→ **Aim of the exercise**: Give every line of the items below as a Markdown table with the columns Row and Line, numbering the rows and skipping any blank lines. Leave the pictures out of the table.

Spatial annotation items:
>> START

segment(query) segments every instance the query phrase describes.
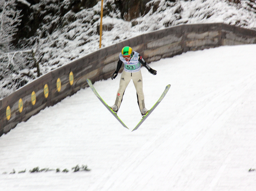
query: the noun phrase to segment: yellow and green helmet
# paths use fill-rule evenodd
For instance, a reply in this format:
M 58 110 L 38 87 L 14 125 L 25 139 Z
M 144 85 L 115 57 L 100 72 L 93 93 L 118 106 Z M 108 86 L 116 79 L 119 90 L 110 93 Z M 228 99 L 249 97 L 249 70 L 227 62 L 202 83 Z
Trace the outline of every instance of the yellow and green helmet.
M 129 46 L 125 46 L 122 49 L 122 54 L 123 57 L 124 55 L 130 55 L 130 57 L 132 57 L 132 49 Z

>> END

→ **Finished task**:
| Row | Line |
|---|---|
| 1 | segment(query) segments every instance the query phrase describes. |
| 2 | query: the noun phrase to segment: yellow and green helmet |
| 3 | # paths use fill-rule evenodd |
| 4 | For instance, a reply in this format: |
| 5 | M 58 110 L 38 87 L 14 125 L 25 139 Z |
| 6 | M 144 85 L 115 57 L 100 72 L 93 93 L 118 106 Z M 108 86 L 116 79 L 119 90 L 110 93 Z M 228 99 L 249 97 L 249 70 L 227 62 L 202 83 Z |
| 7 | Trace the outline of every instance of the yellow and green helmet. |
| 8 | M 129 46 L 125 46 L 122 49 L 122 54 L 123 57 L 124 55 L 130 55 L 130 57 L 132 57 L 132 49 Z |